■ Written task
Render the records below as a Markdown table, starting with the line containing "Target: tree trunk" and going on through the last line of the records. Use a "Row" column for a running number and a "Line" column for the line itself, and skip blank lines.
========================================
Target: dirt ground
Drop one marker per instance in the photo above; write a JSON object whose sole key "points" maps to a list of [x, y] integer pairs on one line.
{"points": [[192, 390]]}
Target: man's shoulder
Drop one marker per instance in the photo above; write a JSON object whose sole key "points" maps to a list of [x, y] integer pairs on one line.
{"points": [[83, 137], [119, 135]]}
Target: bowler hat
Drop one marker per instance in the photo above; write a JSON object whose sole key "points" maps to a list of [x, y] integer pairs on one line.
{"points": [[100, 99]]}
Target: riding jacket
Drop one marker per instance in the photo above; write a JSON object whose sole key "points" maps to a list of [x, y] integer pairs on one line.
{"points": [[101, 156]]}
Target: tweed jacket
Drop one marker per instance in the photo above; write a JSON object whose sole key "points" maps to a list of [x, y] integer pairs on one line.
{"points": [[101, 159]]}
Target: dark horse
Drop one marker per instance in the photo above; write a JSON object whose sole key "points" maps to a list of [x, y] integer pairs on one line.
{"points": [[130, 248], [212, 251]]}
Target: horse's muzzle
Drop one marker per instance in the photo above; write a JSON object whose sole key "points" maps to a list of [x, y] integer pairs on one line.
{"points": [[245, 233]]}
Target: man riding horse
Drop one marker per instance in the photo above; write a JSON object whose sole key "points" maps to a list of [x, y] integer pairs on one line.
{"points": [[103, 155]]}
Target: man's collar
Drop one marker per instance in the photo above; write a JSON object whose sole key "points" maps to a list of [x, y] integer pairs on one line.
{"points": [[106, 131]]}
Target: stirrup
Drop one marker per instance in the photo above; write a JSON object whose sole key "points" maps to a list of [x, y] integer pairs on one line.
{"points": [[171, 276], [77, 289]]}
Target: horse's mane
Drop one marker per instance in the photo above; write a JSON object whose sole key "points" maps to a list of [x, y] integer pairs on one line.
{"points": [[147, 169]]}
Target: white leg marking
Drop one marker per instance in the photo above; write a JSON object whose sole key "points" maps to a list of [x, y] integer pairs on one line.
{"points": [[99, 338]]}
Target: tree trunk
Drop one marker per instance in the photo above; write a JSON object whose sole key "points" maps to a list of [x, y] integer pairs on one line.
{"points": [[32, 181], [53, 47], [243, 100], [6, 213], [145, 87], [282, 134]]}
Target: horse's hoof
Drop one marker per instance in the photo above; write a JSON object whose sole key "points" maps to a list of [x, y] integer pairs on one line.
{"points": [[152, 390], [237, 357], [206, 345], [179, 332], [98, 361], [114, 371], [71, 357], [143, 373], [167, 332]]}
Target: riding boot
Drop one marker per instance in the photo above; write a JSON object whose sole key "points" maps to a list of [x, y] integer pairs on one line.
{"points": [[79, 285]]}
========================================
■ Reply to the exercise
| Row | Line |
|---|---|
| 1 | Target: tree trunk |
| 2 | Drop one marker per instance in the photo above; write a JSON object whose sole key "points" maps to a list of [x, y] integer pairs on one line. |
| 3 | {"points": [[32, 181], [53, 47], [243, 100], [6, 213], [145, 87], [282, 134]]} |
| 4 | Target: horse's hoof |
| 5 | Drop one marker per instance in the photo above; write a JSON object whose sole key "points" maps to a list of [x, y] integer pairs on one line. |
| 6 | {"points": [[152, 390], [237, 357], [206, 345], [179, 332], [98, 361], [114, 371], [71, 357], [143, 373], [167, 332]]} |
| 7 | Target: riding boot |
| 8 | Drop one marker per instance in the photo above; write a JSON object whose sole key "points" maps to a list of [x, y] integer pairs on one line. |
| 9 | {"points": [[79, 285]]} |